Task to carry out
Reproduce, without alteration, the portion of the records that opens with the line containing "Test yourself! Look at the image and find the white helmet." and closes with the line containing "[223,278,267,400]", including both of those lines.

___ Exercise inputs ___

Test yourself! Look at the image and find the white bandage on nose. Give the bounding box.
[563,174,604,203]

___
___ Exercise inputs ___

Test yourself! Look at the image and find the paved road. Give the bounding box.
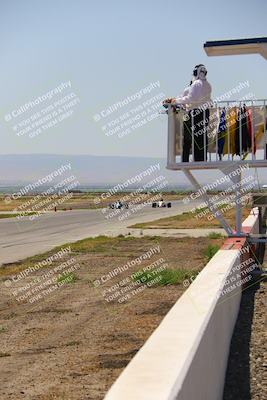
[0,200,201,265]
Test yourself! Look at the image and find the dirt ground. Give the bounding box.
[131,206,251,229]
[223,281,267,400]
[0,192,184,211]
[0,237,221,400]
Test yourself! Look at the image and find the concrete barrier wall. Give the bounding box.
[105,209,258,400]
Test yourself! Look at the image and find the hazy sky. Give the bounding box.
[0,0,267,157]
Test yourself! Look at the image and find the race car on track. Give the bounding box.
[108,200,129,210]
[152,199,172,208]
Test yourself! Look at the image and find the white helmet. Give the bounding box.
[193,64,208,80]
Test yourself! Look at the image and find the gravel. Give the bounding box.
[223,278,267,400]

___

Finished exercise
Test yourself! Look at the image and find the white helmet. Give the bounding box.
[193,64,208,80]
Test yourself! Look at the image and find the gravel. Give the bounding box.
[223,278,267,400]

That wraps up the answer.